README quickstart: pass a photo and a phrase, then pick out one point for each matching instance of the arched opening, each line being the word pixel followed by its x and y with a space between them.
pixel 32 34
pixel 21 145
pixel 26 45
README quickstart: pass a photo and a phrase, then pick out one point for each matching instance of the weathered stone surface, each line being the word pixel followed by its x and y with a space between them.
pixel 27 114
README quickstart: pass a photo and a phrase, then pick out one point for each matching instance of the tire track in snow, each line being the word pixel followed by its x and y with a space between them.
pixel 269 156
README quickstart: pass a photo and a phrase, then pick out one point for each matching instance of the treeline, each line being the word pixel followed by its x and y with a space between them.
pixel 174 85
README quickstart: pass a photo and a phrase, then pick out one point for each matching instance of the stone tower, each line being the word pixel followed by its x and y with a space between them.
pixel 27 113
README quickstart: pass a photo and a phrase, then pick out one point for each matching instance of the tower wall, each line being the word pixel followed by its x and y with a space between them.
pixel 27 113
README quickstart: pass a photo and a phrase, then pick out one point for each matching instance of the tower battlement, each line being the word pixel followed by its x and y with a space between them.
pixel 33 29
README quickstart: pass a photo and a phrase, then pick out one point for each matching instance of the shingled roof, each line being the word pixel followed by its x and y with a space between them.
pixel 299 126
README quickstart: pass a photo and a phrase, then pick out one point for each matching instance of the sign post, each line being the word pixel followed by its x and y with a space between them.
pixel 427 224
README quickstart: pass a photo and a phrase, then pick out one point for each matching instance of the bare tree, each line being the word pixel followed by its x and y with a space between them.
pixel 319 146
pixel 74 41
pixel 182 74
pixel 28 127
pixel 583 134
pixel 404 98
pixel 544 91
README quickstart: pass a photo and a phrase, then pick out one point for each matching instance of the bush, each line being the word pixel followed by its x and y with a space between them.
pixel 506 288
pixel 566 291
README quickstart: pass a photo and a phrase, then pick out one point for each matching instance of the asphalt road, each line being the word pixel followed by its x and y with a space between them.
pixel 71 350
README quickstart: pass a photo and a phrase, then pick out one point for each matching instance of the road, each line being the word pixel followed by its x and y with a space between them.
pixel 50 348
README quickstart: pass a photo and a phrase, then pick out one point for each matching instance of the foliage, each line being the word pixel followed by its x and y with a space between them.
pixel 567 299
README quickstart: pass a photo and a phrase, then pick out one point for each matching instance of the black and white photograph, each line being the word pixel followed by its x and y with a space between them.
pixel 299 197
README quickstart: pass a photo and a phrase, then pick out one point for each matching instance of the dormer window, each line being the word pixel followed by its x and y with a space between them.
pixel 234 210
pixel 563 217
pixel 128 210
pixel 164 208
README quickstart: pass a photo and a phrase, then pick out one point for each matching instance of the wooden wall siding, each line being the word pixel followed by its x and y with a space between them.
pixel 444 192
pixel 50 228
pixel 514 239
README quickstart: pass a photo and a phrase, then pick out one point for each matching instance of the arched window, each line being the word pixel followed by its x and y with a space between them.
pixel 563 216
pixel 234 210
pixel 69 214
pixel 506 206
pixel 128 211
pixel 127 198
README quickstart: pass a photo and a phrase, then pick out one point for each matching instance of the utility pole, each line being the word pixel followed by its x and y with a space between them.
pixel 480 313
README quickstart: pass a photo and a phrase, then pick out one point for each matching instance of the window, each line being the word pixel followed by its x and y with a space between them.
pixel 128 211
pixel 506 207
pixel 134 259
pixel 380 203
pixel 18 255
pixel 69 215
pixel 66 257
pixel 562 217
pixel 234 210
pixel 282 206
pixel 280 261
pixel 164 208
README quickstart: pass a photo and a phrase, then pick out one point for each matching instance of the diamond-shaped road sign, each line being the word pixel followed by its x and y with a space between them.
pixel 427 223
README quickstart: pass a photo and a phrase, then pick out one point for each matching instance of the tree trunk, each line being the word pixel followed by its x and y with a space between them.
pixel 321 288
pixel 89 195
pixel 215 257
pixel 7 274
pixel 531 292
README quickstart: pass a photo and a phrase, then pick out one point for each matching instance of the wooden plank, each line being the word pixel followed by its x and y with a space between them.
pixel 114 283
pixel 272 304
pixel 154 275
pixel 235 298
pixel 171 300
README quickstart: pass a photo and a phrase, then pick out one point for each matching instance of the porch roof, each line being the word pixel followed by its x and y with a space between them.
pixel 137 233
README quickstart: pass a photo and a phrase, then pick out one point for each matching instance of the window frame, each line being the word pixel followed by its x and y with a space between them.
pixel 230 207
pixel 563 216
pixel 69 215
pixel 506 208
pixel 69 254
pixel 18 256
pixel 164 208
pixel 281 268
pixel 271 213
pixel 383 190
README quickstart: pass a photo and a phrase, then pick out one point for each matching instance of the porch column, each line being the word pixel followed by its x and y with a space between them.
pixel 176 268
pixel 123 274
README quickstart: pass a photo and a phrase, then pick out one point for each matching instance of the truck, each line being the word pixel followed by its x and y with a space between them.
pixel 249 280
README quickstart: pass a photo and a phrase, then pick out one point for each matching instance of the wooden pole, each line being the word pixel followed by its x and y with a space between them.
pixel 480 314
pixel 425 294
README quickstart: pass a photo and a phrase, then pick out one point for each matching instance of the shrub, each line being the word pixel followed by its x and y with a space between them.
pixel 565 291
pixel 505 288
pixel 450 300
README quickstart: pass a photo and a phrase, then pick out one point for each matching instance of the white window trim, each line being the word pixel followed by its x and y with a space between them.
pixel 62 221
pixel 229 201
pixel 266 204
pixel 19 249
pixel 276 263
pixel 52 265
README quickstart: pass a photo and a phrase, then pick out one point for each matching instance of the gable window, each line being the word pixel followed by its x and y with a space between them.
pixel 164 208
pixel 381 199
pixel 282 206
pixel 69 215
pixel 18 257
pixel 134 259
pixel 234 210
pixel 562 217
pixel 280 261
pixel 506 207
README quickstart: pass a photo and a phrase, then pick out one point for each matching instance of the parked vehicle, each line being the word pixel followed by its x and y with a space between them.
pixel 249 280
☆ ☆ ☆
## Task
Each line of the material is to be copied exactly.

## Task solution
README quickstart: pass a photo and a phrase, then pick out one point for each matching instance of the arched opening, each line being the word pixel followed by its x and y with a space between them.
pixel 32 34
pixel 21 145
pixel 26 45
README quickstart: pass a photo and a phrase, then pick out one point for each matching instance of the weathered stone surface, each line being the word pixel followed by its x and y with a space between them.
pixel 27 114
README quickstart: pass a photo and a phrase, then pick out one point for each matching instance of the tire track in snow, each line being the word pixel followed by its x and y with a space between them.
pixel 269 156
README quickstart: pass a photo and a phrase, then pick out one point for each matching instance of the treeline, each line being the word pixel followed by its x and y with a space between them.
pixel 174 85
README quickstart: pass a photo and a phrase, then pick out one point for each matching instance of the stone tower, each line being the word pixel followed by its x and y with a space between them.
pixel 27 113
README quickstart: pass a photo and a phrase, then pick out one point for each matching instance of the tower wall, each line being the word pixel followed by its x and y with a space between them.
pixel 27 113
README quickstart: pass a photo and a phrase, then pick out one point for each matching instance of the tower battlement, each line being the word pixel followed by its x and y with a space between them.
pixel 33 29
README quickstart: pass a photo and a phrase, then pick out one point for each matching instance of the shingled roof, each line being the word pixel followed by its x and y with a space between them.
pixel 299 126
README quickstart: pass a photo and a phrase, then pick out one point for each matching instance of the sign post, each line being the word pixel followed by its x and y with a space between them.
pixel 427 224
README quickstart: pass a photo and a phrase, then pick out one point for each matching instance of the bare tree, each line being the word pixel followed by its x and y with a space between them.
pixel 319 146
pixel 74 41
pixel 182 74
pixel 28 127
pixel 583 134
pixel 404 98
pixel 544 91
README quickstart: pass a photo and a phrase, then pick out one point for each matching instance of the bush, each line being the word pixel followed by its x and y with a space between them.
pixel 506 288
pixel 566 291
README quickstart: pass a photo and a phrase, then pick out one point for each matching instance of the asphalt road, each line being the word pixel followed by its x and y with a space between them.
pixel 71 350
README quickstart: pass a photo and a phrase, then pick out one point for each matching instance of the road, each line being the word pixel followed by its x and y with a space between them.
pixel 50 348
README quickstart: pass a photo and a phrase, then pick out one point for each matching instance of the foliage, each line being the word pixel followed by its x and y with a space between them.
pixel 567 299
README quickstart: pass a photo and a phrase, then pick out one point for each matching instance of the black and white photograph, each line being the word pixel followed by its x and y with a space between them.
pixel 299 197
README quickstart: pass a photo and a phrase, then pick out one point for each matching instance of the dormer window, each line being the word pixel followed by its x and y with a space between them.
pixel 234 210
pixel 563 217
pixel 128 210
pixel 164 208
README quickstart: pass a photo and a phrase, then pick out one point for each matching instance of the wooden wall siding, each line being the word pixel followed by its x and y with a space between them.
pixel 444 192
pixel 50 228
pixel 514 239
README quickstart: pass a photo and a phrase, then pick out one point for each matching instance of the arched window, each line being the word pixel followed by its x and y with a space between them.
pixel 563 216
pixel 234 210
pixel 69 214
pixel 506 206
pixel 128 211
pixel 127 198
README quickstart: pass a photo and a phrase, then pick out one point for each matching instance of the utility pole, each line being the word pixel followed by its x and y with a space between them.
pixel 480 313
README quickstart: pass a photo and a phrase, then pick out one point for each matching instance of the window, each line being the word pixel followed by its x and y with a space between them.
pixel 128 211
pixel 506 207
pixel 134 259
pixel 380 203
pixel 18 255
pixel 69 215
pixel 66 257
pixel 562 217
pixel 234 210
pixel 282 206
pixel 280 261
pixel 164 208
README quickstart: pass a photo and a phrase, then pick out one point for each matching instance of the diamond-shaped road sign, each line being the word pixel followed by its x and y with a space between them.
pixel 427 223
README quickstart: pass a photo and a phrase, then pick out one point for each matching instance of the tree trunk, each line being the word pixel followed by its x and y with a space between them.
pixel 321 288
pixel 89 195
pixel 215 257
pixel 7 274
pixel 531 292
README quickstart: pass a photo and a phrase, then pick out one point for each matching instance of the wooden plank, each line being the word pixel followed by its x and y with a space between them.
pixel 114 283
pixel 272 304
pixel 154 275
pixel 235 298
pixel 171 300
README quickstart: pass a photo and a phrase, then pick out one point for each matching instance of the porch roof, each line being the word pixel followed by its x and y with a space between them.
pixel 137 233
README quickstart: pass a photo and a phrase, then pick out one point for each matching instance of the window frame, each line being the word pixel followed by its x and y with a space between them.
pixel 230 207
pixel 563 216
pixel 69 215
pixel 506 208
pixel 69 254
pixel 18 256
pixel 164 208
pixel 281 268
pixel 271 213
pixel 383 190
README quickstart: pass a photo and a phrase, then pick out one point for each matching instance of the porch column, each line being the word pixel followed by its x and y with a space between them.
pixel 176 268
pixel 123 274
README quickstart: pass a photo and a phrase, then pick out one point for each matching instance of the truck, each line being the word pixel followed by its x and y with a space between them.
pixel 249 280
README quickstart: pass a photo and a phrase, then pick out one point for each matching instance of the wooden pole, each line being the word pixel followed by its x and y with a space between them.
pixel 480 314
pixel 425 294
README quickstart: pass a photo and a phrase, then pick out one point for each matching instance of the shrub, each line being the word pixel followed by its x and y with a space between them.
pixel 565 291
pixel 505 288
pixel 450 300
README quickstart: pass a photo and a phrase, then pick out one point for each matching instance of the white window trim, each line being the word pixel followed by its x and y with a space between them.
pixel 62 221
pixel 229 201
pixel 266 204
pixel 19 249
pixel 276 263
pixel 52 265
README quickstart: pass a photo and a phrase, then pick out one point for each matching instance of the gable window, each line being the word pixel followed by its x and y with a space between them.
pixel 164 208
pixel 381 199
pixel 282 206
pixel 69 215
pixel 18 257
pixel 134 259
pixel 234 210
pixel 562 217
pixel 280 261
pixel 506 207
README quickstart: pass a photo and a phrase, then pick out one point for each matching instance of the parked vehicle, each line being the word pixel followed by its x and y with a space between them.
pixel 249 280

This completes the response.